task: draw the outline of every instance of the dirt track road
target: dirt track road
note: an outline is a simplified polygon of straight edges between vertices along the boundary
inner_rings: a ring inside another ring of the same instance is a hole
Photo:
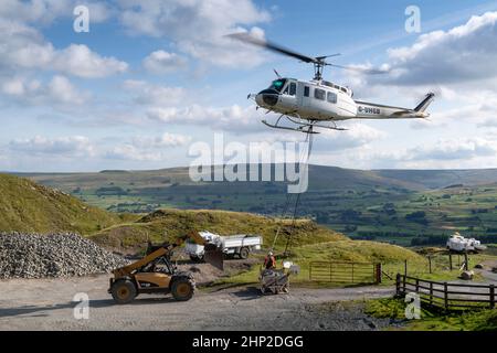
[[[389,297],[392,288],[293,288],[260,296],[255,288],[198,291],[188,302],[142,295],[116,306],[108,276],[0,281],[0,330],[376,330],[388,320],[367,317],[342,300]],[[89,297],[89,319],[74,318],[73,297]]]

__Aim of the exercise__
Write out every line of the rows above without changing anything, but leave out the pictures.

__Exercise solution__
task: draw the outline of every instance of the dirt track road
target: dirt track road
note: an outline is a simplified polygon of straight edges between vertices along the boundary
inner_rings: a ring inside another ring of the same instance is a hole
Photo:
[[[389,297],[392,288],[293,288],[260,296],[255,288],[198,291],[188,302],[142,295],[116,306],[108,276],[0,281],[0,330],[376,330],[388,320],[367,317],[342,300]],[[89,297],[89,319],[74,318],[73,297]]]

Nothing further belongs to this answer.